[Page excerpt Boundary: Start]
With all the talk today of 5G transforming countless industries, healthcare in particular could stand to benefit the most. One Chinese hospital hopes to use 5G to enable real-time remote surgeries and consultations in the future, says Dr Koh Hautek, the Chief Medical Officer (Dy) of Jiahui Health group in Shanghai. The group operates a 500-bed international hospital and medical centres across the city.
“With 5G coming in – and China is at the leading edge in 5G – there have been operations already done between Beijing and Hainan Island 3,000 kilometres away, in real time, in the public hospitals of China,” he tells Hospital Insights Asia on the sidelines of the recent Hospital Management Asia 2019 conference in Hanoi, Vietnam.
Certain public hospitals in China have been able to use advanced technology faster than their private sector counterparts. But Koh notes that the private players are fast catching up, bridging the gap for patients whose “paying power is a little bit higher” and are willing to pay more for high quality services and care.
[Page excerpt Boundary: End]
| Problem |
Reproduce the passage of the article on 5G in Chinese healthcare from "Certain public hospitals" up to and including "services and care.".
[Provided information Boundary: Start]
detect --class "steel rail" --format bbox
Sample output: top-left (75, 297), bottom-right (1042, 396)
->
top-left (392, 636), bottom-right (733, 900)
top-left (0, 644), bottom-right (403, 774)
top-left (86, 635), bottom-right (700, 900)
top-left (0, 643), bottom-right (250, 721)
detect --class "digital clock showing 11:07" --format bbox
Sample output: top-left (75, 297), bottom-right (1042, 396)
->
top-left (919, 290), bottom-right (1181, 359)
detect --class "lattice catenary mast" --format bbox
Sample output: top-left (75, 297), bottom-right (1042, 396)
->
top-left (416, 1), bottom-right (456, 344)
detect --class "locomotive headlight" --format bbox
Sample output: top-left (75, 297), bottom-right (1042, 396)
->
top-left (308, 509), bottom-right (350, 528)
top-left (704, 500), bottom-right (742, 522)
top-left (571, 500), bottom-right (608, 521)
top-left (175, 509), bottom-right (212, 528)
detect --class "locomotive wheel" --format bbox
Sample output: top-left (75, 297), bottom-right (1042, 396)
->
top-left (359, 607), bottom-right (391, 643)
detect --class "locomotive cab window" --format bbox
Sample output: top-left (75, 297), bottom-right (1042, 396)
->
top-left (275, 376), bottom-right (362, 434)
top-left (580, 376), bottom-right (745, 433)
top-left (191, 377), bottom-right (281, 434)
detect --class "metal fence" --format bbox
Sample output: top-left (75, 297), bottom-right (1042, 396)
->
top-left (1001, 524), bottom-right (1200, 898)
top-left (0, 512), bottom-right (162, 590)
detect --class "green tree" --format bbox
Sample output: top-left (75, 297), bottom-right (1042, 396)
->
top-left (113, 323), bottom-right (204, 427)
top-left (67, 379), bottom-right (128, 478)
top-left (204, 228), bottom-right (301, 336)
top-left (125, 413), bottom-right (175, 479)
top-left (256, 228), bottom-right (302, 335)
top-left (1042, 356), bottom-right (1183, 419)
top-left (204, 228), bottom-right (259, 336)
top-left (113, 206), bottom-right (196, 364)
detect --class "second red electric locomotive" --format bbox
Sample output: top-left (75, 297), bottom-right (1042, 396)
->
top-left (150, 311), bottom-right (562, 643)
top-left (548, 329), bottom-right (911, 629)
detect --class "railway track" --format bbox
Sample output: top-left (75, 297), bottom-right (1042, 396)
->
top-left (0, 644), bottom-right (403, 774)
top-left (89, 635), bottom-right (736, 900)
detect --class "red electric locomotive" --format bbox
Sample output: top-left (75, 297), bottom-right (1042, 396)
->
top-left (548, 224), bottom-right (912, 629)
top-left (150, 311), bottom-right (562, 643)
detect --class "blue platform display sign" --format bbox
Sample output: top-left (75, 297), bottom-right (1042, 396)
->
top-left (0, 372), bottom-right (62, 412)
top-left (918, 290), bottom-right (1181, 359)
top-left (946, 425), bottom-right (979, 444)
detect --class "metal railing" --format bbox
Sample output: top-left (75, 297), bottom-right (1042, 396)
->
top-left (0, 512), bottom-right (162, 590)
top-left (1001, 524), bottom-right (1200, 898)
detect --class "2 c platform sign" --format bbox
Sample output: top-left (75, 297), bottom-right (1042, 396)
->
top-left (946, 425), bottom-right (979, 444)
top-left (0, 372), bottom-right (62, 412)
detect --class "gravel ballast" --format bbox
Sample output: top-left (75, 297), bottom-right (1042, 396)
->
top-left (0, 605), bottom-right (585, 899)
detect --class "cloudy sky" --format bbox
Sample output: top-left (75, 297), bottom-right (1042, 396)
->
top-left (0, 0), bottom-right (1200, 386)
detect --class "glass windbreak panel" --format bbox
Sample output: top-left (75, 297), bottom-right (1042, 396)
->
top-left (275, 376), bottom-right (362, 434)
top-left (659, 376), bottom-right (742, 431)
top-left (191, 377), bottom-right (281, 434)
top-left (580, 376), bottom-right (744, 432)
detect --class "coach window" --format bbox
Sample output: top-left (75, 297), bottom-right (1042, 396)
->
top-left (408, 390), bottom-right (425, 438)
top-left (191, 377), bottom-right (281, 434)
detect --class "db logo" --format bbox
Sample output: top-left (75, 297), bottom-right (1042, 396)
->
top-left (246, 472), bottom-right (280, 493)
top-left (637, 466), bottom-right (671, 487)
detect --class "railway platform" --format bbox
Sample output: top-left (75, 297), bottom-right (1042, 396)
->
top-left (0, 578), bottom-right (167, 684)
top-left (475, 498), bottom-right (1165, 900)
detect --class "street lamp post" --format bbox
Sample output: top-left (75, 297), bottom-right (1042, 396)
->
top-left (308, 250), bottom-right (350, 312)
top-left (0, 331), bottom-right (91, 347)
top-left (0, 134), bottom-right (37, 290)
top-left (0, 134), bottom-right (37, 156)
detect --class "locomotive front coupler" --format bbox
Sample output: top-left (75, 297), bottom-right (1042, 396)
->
[Provided information Boundary: End]
| Result |
Certain public hospitals in China have been able to use advanced technology faster than their private sector counterparts. But Koh notes that the private players are fast catching up, bridging the gap for patients whose “paying power is a little bit higher” and are willing to pay more for high quality services and care.